> [Provided passage]
BEGIN

Expected outcome: you finish with at least one green provider row that is verified working, the path to add or remove providers is in your hands, and you have seen what a healthy versus broken row looks like before it bites you in the middle of a real conversation.

If something went sideways: the five first-day surprises at the end of the lesson body cover the most common confusions, especially the “you do not pay Clawless for AI usage” and “free tiers vary widely” ones.

Ten cards. Review once a day for a week, then on the intervals your spaced-repetition tool suggests.

Q. What does BYOK stand for, and what is the billing model?
A.

Bring Your Own Key. The API key represents your account with the provider, not with Clawless. The provider bills you directly at the provider’s published rates. Clawless takes no markup.

Q. Where does Clawless store your API key after you save it?
A.

In your operating system’s secure storage (Keychain on macOS, Credential Manager on Windows), the same place your other saved passwords live. Not in a text file, not in a Clawless database. The key never appears on screen again once saved.

Q. Where in Clawless do you manage API keys after onboarding?

END

[Descriptions of regions in natural language]

BEGIN

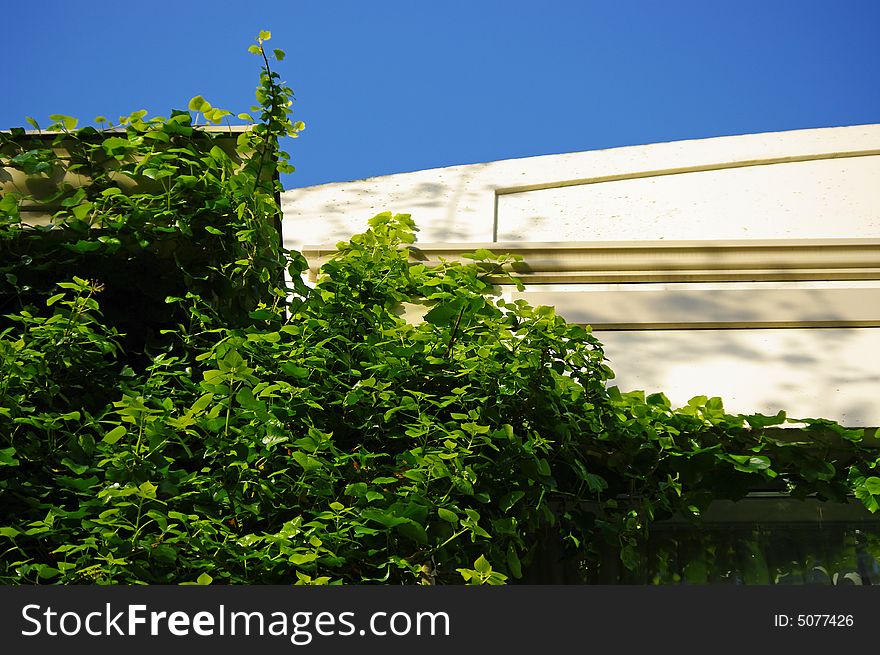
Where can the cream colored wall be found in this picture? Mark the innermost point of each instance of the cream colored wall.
(795, 345)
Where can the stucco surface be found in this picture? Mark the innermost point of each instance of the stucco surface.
(785, 186)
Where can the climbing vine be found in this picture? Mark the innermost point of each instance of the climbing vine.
(177, 407)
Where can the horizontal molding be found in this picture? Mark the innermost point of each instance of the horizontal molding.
(688, 309)
(683, 170)
(665, 261)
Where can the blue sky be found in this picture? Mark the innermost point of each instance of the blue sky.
(387, 86)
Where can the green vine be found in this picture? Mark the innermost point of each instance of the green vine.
(173, 409)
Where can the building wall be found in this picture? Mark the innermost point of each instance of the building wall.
(746, 267)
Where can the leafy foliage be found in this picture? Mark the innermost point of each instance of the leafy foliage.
(312, 436)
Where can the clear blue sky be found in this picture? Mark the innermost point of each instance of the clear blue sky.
(389, 86)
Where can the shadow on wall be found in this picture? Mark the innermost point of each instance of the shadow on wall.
(331, 213)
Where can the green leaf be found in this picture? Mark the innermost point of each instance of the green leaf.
(198, 103)
(114, 435)
(7, 457)
(872, 484)
(69, 122)
(447, 515)
(413, 531)
(513, 562)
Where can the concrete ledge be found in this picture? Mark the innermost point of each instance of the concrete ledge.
(664, 261)
(704, 309)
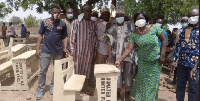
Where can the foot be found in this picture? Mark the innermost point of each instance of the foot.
(39, 95)
(51, 90)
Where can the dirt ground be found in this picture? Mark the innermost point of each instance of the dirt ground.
(166, 91)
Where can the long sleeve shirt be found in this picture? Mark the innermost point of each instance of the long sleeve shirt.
(187, 47)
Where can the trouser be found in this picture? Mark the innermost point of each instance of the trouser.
(129, 74)
(45, 61)
(183, 75)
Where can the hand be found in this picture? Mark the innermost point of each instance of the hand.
(117, 63)
(38, 53)
(161, 60)
(109, 59)
(173, 65)
(192, 74)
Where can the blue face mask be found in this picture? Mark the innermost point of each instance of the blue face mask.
(120, 20)
(69, 16)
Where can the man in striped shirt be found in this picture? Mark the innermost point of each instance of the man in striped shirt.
(83, 43)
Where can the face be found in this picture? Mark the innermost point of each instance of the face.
(160, 21)
(55, 11)
(87, 12)
(105, 16)
(184, 20)
(69, 11)
(140, 17)
(119, 15)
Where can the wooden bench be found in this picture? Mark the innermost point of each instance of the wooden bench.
(18, 49)
(66, 90)
(15, 41)
(6, 69)
(26, 67)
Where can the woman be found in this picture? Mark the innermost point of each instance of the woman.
(149, 57)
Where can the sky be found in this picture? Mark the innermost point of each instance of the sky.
(23, 14)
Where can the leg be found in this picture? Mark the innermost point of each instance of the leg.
(182, 76)
(44, 64)
(192, 90)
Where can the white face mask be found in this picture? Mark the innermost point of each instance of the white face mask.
(184, 25)
(159, 24)
(140, 23)
(93, 18)
(193, 20)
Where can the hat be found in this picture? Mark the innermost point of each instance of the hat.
(105, 10)
(119, 8)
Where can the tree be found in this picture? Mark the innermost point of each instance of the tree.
(4, 10)
(169, 10)
(16, 20)
(30, 21)
(44, 5)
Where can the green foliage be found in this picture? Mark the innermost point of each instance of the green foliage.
(4, 10)
(16, 20)
(30, 21)
(169, 10)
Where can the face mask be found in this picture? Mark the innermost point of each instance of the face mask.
(184, 25)
(120, 20)
(140, 23)
(93, 18)
(193, 20)
(159, 24)
(80, 17)
(56, 16)
(69, 16)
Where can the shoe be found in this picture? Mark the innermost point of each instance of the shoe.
(39, 95)
(51, 90)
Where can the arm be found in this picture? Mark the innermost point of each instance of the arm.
(194, 70)
(125, 53)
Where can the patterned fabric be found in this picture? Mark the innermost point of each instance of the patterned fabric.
(48, 24)
(147, 78)
(121, 36)
(187, 53)
(83, 43)
(69, 27)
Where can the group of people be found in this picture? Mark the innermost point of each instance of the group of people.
(12, 30)
(139, 47)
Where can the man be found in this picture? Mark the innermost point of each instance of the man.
(68, 21)
(12, 30)
(121, 32)
(159, 22)
(94, 16)
(102, 51)
(4, 28)
(83, 43)
(23, 31)
(54, 32)
(187, 53)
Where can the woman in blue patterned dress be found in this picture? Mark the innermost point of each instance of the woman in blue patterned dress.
(150, 57)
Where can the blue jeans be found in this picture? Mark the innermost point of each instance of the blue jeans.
(183, 75)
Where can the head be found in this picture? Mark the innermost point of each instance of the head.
(22, 25)
(69, 13)
(159, 22)
(193, 16)
(105, 14)
(141, 18)
(55, 11)
(94, 15)
(184, 22)
(120, 14)
(87, 11)
(10, 23)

END

Repeat the part of the Clawless lesson text above that opens with the words containing "If something went" and closes with "takes no markup.".

> [Solution]
If something went sideways: the five first-day surprises at the end of the lesson body cover the most common confusions, especially the “you do not pay Clawless for AI usage” and “free tiers vary widely” ones.

Ten cards. Review once a day for a week, then on the intervals your spaced-repetition tool suggests.

Q. What does BYOK stand for, and what is the billing model?
A.

Bring Your Own Key. The API key represents your account with the provider, not with Clawless. The provider bills you directly at the provider’s published rates. Clawless takes no markup.